[Excerpts from location labeling data]
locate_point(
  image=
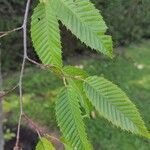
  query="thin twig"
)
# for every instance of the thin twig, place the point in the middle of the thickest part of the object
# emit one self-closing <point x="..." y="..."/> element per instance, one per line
<point x="42" y="66"/>
<point x="4" y="93"/>
<point x="22" y="71"/>
<point x="4" y="33"/>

WRITTEN PROBLEM. Please output each line of the records above as a JSON list of strings, one string per line, skipping any blank lines. Leave the pictures out of your answer.

REPLY TO THE TASK.
[
  "locate_point(",
  "  image=",
  "  query=\"thin twig\"",
  ")",
  "# for every instance of the thin twig, place the point in the middle of the thickest part of the object",
  "# emit one self-closing <point x=\"...\" y=\"...\"/> element per instance, one per line",
  "<point x=\"42\" y=\"66\"/>",
  "<point x=\"4\" y=\"93\"/>",
  "<point x=\"22\" y=\"71\"/>",
  "<point x=\"4\" y=\"33\"/>"
]